» **Text**
The http4s DSL
Recall from earlier that an HttpRoutes[F]
is just a type alias for
Kleisli[OptionT[F, *], Request[F], Response[F]]
. This provides a minimal
foundation for declaring services and executing them on blaze or a
servlet container. While this foundation is composable, it is not
highly productive. Most service authors will seek a higher level DSL.
Add the http4s-dsl to your build
One option is the http4s-dsl. It is officially supported by the http4s team, but kept separate from core in order to encourage multiple approaches for different needs.
This tutorial assumes that http4s-dsl is on your classpath. Add the following to your build.sbt:
libraryDependencies ++= Seq(
"org.http4s" %% "http4s-dsl" % http4sVersion,
)
All we need is a REPL to follow along at home:
$ sbt console
The Simplest Service
We'll need the following imports to get started:
import cats.effect._
import cats.syntax.all._
import org.http4s._, org.http4s.dsl.io._, org.http4s.implicits._
If you're in a REPL, we also need a runtime:
import cats.effect.unsafe.IORuntime
implicit val runtime: IORuntime = cats.effect.unsafe.IORuntime.global
The central concept of http4s-dsl is pattern matching. An
HttpRoutes[F]
is declared as a simple series of case statements. Each
case statement attempts to match and optionally extract from an
incoming Request[F]
. The code associated with the first matching case
is used to generate a F[Response[F]]
.
The simplest case statement matches all requests without extracting
anything. The right hand side of the request must return a
F[Response[F]]
.
In the following we use cats.effect.IO
as the effect type F
.
val service = HttpRoutes.of[IO] {
case _ =>
IO(Response(Status.Ok))
}
Testing the Service
One beautiful thing about the HttpRoutes[F]
model is that we don't
need a server to test our route. We can construct our own request
and experiment directly in the REPL.
val getRoot = Request[IO](Method.GET, uri"/")
val serviceIO = service.orNotFound.run(getRoot)
Where is our Response[F]
? It hasn't been created yet. We wrapped it
in an IO
. In a real service, generating a Response[F]
is likely to
be an asynchronous operation with side effects, such as invoking
another web service or querying a database, or maybe both. Operating
in a F
gives us control over the sequencing of operations and
lets us reason about our code like good functional programmers. It is
the HttpRoutes[F]
's job to describe the task, and the server's job to
run it.
But here in the REPL, it's up to us to run it:
val response = serviceIO.unsafeRunSync()
// response: Response[[A]IO[A]] = (
// = Status(code = 200),
// = HttpVersion(major = 1, minor = 1),
// = Headers(),
// = Stream(..),
// = org.typelevel.vault.Vault@3532b774
// )
Cool.

» **Directions**
1) Answer these questions from the http4s DSL text:
(a) What is HttpRoutes[F] a type alias for?
(b) What command starts the REPL?
(c) What is the central concept of http4s-dsl?
2) Reproduce the http4s DSL text between "Add the http4s-dsl" and "for different needs.", inclusive.
3) Does each statement agree with the http4s DSL text? Answer yes or no, and quote the words that decide it.
(a) The http4s-dsl is included in http4s core.
(b) Testing the route requires a running server.
(c) The example code uses cats.effect.IO as the effect type.
The listing after this point is separate material, unrelated to the http4s DSL text.

» **Data block**

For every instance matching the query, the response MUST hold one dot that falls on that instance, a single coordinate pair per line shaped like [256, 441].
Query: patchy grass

» **Final answers**
1)
(a) Kleisli[OptionT[F, *], Request[F], Response[F]]
(b) $ sbt console
(c) Pattern matching

2)
Add the http4s-dsl to your build
One option is the http4s-dsl. It is officially supported by the http4s team, but kept separate from core in order to encourage multiple approaches for different needs.

3)
(a) No: "kept separate from core in order to encourage multiple approaches for different needs"
(b) No: "we don't need a server to test our route"
(c) Yes: "In the following we use cats.effect.IO as the effect type F"